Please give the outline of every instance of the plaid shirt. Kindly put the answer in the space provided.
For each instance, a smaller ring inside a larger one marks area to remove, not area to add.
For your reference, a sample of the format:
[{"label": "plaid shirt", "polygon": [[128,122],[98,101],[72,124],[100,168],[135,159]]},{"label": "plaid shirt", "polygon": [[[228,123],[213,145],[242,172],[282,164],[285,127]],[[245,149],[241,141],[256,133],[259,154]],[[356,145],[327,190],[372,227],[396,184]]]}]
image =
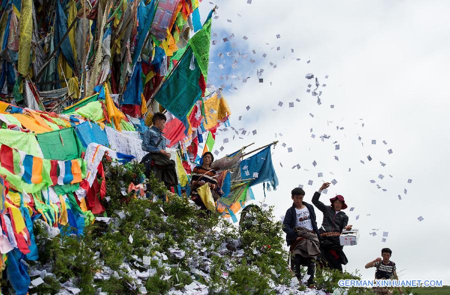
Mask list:
[{"label": "plaid shirt", "polygon": [[165,150],[168,140],[164,137],[164,134],[160,130],[152,126],[144,134],[142,150],[148,152],[159,152],[162,150]]}]

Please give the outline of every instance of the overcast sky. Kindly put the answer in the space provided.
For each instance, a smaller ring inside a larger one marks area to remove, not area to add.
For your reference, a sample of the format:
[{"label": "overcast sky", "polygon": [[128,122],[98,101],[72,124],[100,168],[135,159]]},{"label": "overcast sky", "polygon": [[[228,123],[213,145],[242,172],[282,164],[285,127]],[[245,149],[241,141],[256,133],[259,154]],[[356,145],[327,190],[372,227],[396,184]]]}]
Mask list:
[{"label": "overcast sky", "polygon": [[[232,110],[232,126],[257,132],[219,132],[214,150],[224,149],[218,156],[252,142],[252,148],[280,140],[272,150],[280,185],[266,192],[266,200],[275,206],[278,218],[292,205],[293,188],[304,185],[305,201],[310,202],[322,180],[336,179],[338,183],[320,200],[328,204],[336,194],[344,196],[349,224],[360,230],[358,244],[344,248],[347,271],[358,269],[364,278],[372,278],[374,269],[364,266],[388,247],[402,278],[439,279],[450,284],[450,2],[214,2],[219,6],[212,24],[216,45],[211,47],[208,82],[216,87],[226,84],[224,94]],[[202,20],[213,6],[208,0],[200,4]],[[234,53],[228,56],[227,52]],[[224,56],[218,56],[220,52]],[[238,58],[238,52],[248,56]],[[234,60],[238,62],[236,68],[232,68]],[[256,76],[260,68],[262,83]],[[318,78],[320,105],[317,96],[306,92],[309,84],[312,92],[316,88],[314,80],[305,78],[308,73]],[[294,106],[289,108],[289,102]],[[324,134],[330,137],[322,142]],[[230,142],[224,144],[225,138]],[[292,168],[298,164],[300,169]],[[308,185],[310,180],[312,186]],[[261,202],[262,185],[253,190]],[[320,224],[322,215],[316,212]],[[370,234],[374,232],[374,236]],[[384,232],[388,232],[386,242]]]}]

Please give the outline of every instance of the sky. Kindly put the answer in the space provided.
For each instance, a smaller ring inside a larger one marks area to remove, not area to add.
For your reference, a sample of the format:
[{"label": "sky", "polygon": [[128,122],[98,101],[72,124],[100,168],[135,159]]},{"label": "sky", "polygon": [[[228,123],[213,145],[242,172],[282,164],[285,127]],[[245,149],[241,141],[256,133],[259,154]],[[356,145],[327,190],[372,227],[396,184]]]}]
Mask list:
[{"label": "sky", "polygon": [[[348,223],[360,230],[358,244],[344,247],[348,272],[372,278],[374,269],[364,266],[388,247],[400,278],[450,284],[450,2],[213,2],[200,4],[202,20],[218,6],[208,83],[224,85],[231,126],[240,133],[218,132],[216,158],[278,140],[272,156],[279,185],[265,200],[262,185],[254,186],[256,204],[274,206],[280,220],[292,206],[292,188],[303,185],[310,203],[322,182],[336,180],[320,200],[344,196]],[[318,79],[320,104],[308,73]],[[320,224],[322,216],[316,212]]]}]

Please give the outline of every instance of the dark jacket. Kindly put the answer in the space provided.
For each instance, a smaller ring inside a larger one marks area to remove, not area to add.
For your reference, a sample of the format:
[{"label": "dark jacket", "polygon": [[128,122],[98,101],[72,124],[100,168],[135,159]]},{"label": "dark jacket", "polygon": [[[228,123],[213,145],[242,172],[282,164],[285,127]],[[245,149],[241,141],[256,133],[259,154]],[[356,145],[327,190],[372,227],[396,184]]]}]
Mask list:
[{"label": "dark jacket", "polygon": [[[316,232],[320,240],[320,236],[319,234],[318,230],[317,228],[317,222],[316,220],[316,213],[314,212],[314,207],[311,204],[306,202],[302,202],[303,204],[306,206],[310,212],[310,218],[311,218],[311,223],[312,224],[312,230]],[[294,229],[296,227],[296,222],[297,219],[297,214],[296,212],[296,207],[292,204],[292,206],[288,209],[286,211],[286,214],[284,216],[284,220],[283,221],[283,232],[286,233],[286,242],[288,242],[288,246],[290,244],[290,243],[297,238],[297,233],[296,232]]]},{"label": "dark jacket", "polygon": [[342,232],[348,223],[348,216],[342,211],[336,213],[334,208],[331,206],[327,206],[318,200],[320,196],[320,194],[317,192],[314,193],[312,196],[312,204],[324,214],[324,221],[322,222],[322,226],[319,229],[319,232]]}]

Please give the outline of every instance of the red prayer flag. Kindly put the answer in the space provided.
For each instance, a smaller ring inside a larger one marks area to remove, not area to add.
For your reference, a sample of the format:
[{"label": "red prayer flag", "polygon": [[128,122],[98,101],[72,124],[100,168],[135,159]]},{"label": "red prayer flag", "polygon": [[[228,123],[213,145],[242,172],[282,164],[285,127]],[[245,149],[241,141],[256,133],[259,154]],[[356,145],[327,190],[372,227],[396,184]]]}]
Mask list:
[{"label": "red prayer flag", "polygon": [[14,161],[12,159],[12,148],[2,144],[0,148],[0,162],[2,166],[11,173],[14,173]]}]

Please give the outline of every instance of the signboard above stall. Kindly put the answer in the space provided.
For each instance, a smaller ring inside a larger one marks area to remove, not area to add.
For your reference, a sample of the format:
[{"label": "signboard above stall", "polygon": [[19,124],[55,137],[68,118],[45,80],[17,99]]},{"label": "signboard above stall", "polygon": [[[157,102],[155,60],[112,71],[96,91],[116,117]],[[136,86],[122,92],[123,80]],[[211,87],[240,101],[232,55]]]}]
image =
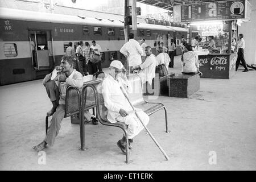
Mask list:
[{"label": "signboard above stall", "polygon": [[[247,0],[229,0],[174,6],[174,22],[246,19],[250,14]],[[248,17],[249,16],[249,17]]]}]

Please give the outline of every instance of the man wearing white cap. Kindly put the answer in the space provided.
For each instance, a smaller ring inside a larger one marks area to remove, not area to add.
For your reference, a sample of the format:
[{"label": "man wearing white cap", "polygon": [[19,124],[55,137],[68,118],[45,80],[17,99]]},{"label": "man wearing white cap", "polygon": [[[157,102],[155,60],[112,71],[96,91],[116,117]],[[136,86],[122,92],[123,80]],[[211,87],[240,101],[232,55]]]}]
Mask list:
[{"label": "man wearing white cap", "polygon": [[141,56],[144,52],[139,43],[134,38],[134,34],[128,35],[129,40],[120,49],[120,52],[127,56],[129,67],[135,67],[141,64]]},{"label": "man wearing white cap", "polygon": [[[128,125],[127,136],[129,148],[131,149],[133,138],[143,129],[143,126],[133,110],[133,108],[120,89],[126,93],[130,92],[131,88],[126,76],[126,70],[122,63],[118,60],[112,61],[110,65],[110,73],[103,81],[102,92],[104,98],[104,105],[108,109],[108,119],[111,123],[122,122]],[[142,110],[137,111],[144,124],[147,125],[149,117]],[[125,137],[117,142],[117,146],[126,154]]]},{"label": "man wearing white cap", "polygon": [[155,76],[155,67],[156,65],[156,59],[155,56],[152,53],[152,49],[150,46],[145,47],[145,52],[147,57],[142,64],[133,67],[132,71],[138,70],[138,75],[142,80],[142,84],[146,81],[151,85],[152,80]]}]

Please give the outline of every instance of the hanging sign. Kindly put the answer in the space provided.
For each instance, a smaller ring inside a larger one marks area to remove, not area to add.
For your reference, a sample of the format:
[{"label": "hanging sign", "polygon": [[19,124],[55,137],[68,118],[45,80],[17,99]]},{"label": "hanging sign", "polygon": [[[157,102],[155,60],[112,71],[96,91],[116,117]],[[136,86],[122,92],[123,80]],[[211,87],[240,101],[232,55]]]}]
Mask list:
[{"label": "hanging sign", "polygon": [[174,18],[176,22],[188,23],[245,19],[249,16],[247,3],[247,0],[229,0],[175,6]]}]

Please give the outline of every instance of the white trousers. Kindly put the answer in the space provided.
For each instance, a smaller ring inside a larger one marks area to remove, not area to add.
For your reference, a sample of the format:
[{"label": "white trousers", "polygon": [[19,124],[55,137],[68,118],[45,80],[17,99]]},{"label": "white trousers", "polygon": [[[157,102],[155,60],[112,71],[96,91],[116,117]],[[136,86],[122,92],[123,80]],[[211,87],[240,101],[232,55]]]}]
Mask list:
[{"label": "white trousers", "polygon": [[[149,122],[148,115],[141,110],[137,111],[137,114],[143,124],[147,126]],[[143,125],[134,112],[130,113],[125,117],[119,116],[116,118],[116,120],[119,122],[124,122],[126,125],[128,125],[127,134],[129,139],[133,138],[144,128]]]}]

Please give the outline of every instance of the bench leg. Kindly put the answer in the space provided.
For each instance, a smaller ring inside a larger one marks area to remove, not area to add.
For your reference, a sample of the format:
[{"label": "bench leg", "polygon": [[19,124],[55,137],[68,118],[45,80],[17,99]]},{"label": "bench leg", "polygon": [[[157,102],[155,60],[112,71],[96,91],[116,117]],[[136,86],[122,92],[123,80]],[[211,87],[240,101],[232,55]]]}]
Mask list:
[{"label": "bench leg", "polygon": [[168,130],[168,119],[167,119],[167,111],[166,110],[166,107],[164,107],[164,114],[166,115],[166,133],[170,133]]},{"label": "bench leg", "polygon": [[125,139],[126,140],[126,163],[127,164],[130,164],[130,163],[131,163],[133,162],[133,160],[129,160],[129,139],[127,137],[127,133],[126,132],[125,132]]},{"label": "bench leg", "polygon": [[95,115],[95,107],[93,107],[93,114],[94,116],[96,116],[96,115]]},{"label": "bench leg", "polygon": [[[81,118],[82,117],[80,117],[80,142],[81,142],[81,150],[85,150],[85,141],[84,141],[84,122],[82,121]],[[84,118],[84,117],[82,117]]]},{"label": "bench leg", "polygon": [[48,130],[48,116],[47,115],[46,118],[46,135],[47,134],[47,130]]}]

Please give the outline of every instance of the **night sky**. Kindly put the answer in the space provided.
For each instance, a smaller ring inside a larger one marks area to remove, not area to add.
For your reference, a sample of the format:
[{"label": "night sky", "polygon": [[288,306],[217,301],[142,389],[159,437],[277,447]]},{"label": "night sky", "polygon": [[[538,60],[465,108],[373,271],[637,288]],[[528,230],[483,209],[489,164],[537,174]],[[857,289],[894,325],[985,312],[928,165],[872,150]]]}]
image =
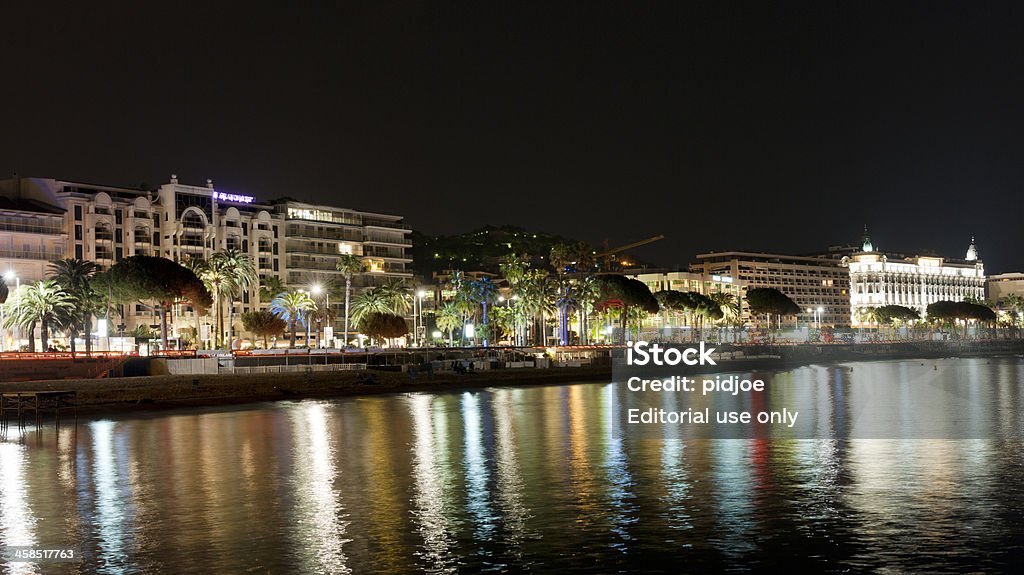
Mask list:
[{"label": "night sky", "polygon": [[1020,3],[18,4],[4,176],[1024,271]]}]

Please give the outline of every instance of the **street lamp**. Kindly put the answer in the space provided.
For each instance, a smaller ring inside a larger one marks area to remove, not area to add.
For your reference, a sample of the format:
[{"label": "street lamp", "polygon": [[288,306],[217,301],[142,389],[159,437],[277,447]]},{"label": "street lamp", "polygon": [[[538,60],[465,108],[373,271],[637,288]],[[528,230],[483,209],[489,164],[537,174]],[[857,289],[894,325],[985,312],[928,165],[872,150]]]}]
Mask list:
[{"label": "street lamp", "polygon": [[[423,298],[427,295],[426,291],[420,290],[416,293],[416,299],[413,300],[413,340],[417,347],[423,347],[423,340],[427,339],[427,324],[423,320]],[[416,304],[419,304],[420,311],[417,313]],[[419,317],[419,324],[417,324],[417,317]],[[420,329],[423,329],[423,338],[420,338]]]}]

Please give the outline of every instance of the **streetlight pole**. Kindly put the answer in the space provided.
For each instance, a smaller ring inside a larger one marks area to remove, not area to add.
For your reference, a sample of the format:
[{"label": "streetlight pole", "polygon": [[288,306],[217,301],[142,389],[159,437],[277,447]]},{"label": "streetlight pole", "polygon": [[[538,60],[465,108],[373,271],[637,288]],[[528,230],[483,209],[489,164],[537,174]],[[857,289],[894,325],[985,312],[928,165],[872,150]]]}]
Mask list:
[{"label": "streetlight pole", "polygon": [[[420,290],[420,291],[418,291],[416,293],[416,299],[420,303],[420,326],[419,326],[419,328],[416,331],[416,337],[414,338],[416,340],[417,347],[423,347],[423,343],[424,343],[423,340],[427,339],[427,322],[423,319],[423,297],[426,296],[426,295],[427,295],[427,293],[424,290]],[[420,337],[419,329],[423,330],[423,337],[422,338]]]},{"label": "streetlight pole", "polygon": [[[11,278],[14,278],[14,294],[15,294],[15,296],[17,296],[18,295],[17,293],[22,290],[22,278],[18,277],[14,273],[14,270],[9,269],[9,270],[7,270],[3,274],[4,283],[6,284],[7,281],[10,281]],[[2,309],[3,308],[0,308],[0,310],[2,310]],[[2,325],[2,324],[3,324],[3,317],[2,317],[2,314],[0,314],[0,325]],[[16,336],[14,337],[14,351],[22,351],[22,346],[20,346],[22,328],[16,323],[14,324],[14,333],[16,334]],[[6,327],[4,327],[4,329],[3,329],[3,340],[4,341],[3,341],[3,344],[2,344],[3,345],[2,349],[4,351],[7,351],[7,328]]]}]

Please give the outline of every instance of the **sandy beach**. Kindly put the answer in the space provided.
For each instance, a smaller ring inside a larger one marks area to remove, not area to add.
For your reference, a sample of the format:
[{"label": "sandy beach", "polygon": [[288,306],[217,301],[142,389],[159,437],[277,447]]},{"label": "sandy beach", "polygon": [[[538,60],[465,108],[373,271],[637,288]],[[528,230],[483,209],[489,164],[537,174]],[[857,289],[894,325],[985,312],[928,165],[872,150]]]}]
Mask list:
[{"label": "sandy beach", "polygon": [[455,374],[392,371],[197,374],[53,380],[5,384],[3,391],[75,391],[79,415],[197,405],[231,405],[283,399],[451,390],[510,385],[611,381],[610,367],[501,369]]}]

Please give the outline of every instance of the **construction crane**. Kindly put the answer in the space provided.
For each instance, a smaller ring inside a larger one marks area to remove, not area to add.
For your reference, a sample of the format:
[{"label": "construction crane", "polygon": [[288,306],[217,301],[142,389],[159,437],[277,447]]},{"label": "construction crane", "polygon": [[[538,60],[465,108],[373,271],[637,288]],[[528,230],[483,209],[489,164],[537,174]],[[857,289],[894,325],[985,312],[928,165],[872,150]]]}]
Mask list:
[{"label": "construction crane", "polygon": [[600,254],[596,254],[595,258],[597,259],[598,262],[600,262],[602,269],[610,271],[612,264],[616,263],[615,258],[613,257],[615,254],[620,254],[622,252],[625,252],[627,250],[632,250],[634,248],[639,248],[641,246],[646,246],[648,244],[653,244],[660,239],[665,239],[665,236],[662,234],[652,235],[646,239],[634,241],[633,244],[627,244],[626,246],[620,246],[618,248],[614,248],[612,250],[608,249],[608,240],[605,239],[603,242],[604,251],[601,252]]}]

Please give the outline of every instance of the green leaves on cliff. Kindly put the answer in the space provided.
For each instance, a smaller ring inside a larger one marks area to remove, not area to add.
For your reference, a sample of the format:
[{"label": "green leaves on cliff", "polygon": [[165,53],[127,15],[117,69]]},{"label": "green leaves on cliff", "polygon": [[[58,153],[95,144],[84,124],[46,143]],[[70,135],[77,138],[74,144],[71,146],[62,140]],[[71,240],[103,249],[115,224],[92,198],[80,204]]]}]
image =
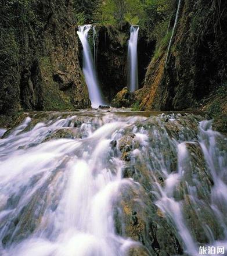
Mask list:
[{"label": "green leaves on cliff", "polygon": [[100,1],[94,20],[105,25],[139,25],[147,37],[160,41],[167,33],[174,0]]}]

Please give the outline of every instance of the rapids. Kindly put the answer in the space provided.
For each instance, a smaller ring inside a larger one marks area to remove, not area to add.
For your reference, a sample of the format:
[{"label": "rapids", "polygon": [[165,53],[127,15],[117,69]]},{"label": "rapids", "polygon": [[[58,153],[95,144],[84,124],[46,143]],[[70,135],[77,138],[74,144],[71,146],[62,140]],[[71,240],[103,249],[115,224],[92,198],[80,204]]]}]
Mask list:
[{"label": "rapids", "polygon": [[227,140],[211,126],[184,113],[26,113],[0,140],[0,255],[226,250]]}]

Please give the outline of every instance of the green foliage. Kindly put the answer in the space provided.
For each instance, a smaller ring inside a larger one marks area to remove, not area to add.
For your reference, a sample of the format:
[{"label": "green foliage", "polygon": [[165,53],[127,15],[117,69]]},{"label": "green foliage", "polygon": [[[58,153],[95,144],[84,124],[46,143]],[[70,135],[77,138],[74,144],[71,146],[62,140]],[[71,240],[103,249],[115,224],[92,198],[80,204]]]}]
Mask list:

═══

--- DIRECTION ---
Return only the lines running from the line with "Please give the outline of every instance of the rapids." to the last line of the records, both included, exactly as written.

--- SOLUTION TO THIS EXERCISE ---
Please give the outline of every instance of the rapids. Kindly put the answer in the space provided.
For each instance, a smaller ring inside a larger one marks area to remove, not area to add.
For your reference, a sample of the format:
[{"label": "rapids", "polygon": [[165,53],[127,15],[117,69]]},{"label": "rapids", "polygon": [[[58,153],[95,144],[84,124],[46,143]],[[70,135],[77,138],[74,144],[71,146],[62,140]],[[71,240],[103,249],[115,224],[92,198],[80,204]]]}]
Mask list:
[{"label": "rapids", "polygon": [[227,140],[211,126],[184,113],[26,113],[0,140],[0,255],[226,250]]}]

Please give the outline of every instance of the green foliage. Kindly put the answer in the space provided.
For each instance, a smaller ring inside a larger one marks area to remove, not area to add.
For your reference, a sample of the format:
[{"label": "green foliage", "polygon": [[165,53],[127,15],[117,69]]},{"label": "green foliage", "polygon": [[[58,153],[95,144],[84,124],[46,143]],[[70,135],[77,138],[74,144],[71,146],[62,140]],[[71,240],[103,249],[115,224],[92,198],[80,204]]]}]
Mask list:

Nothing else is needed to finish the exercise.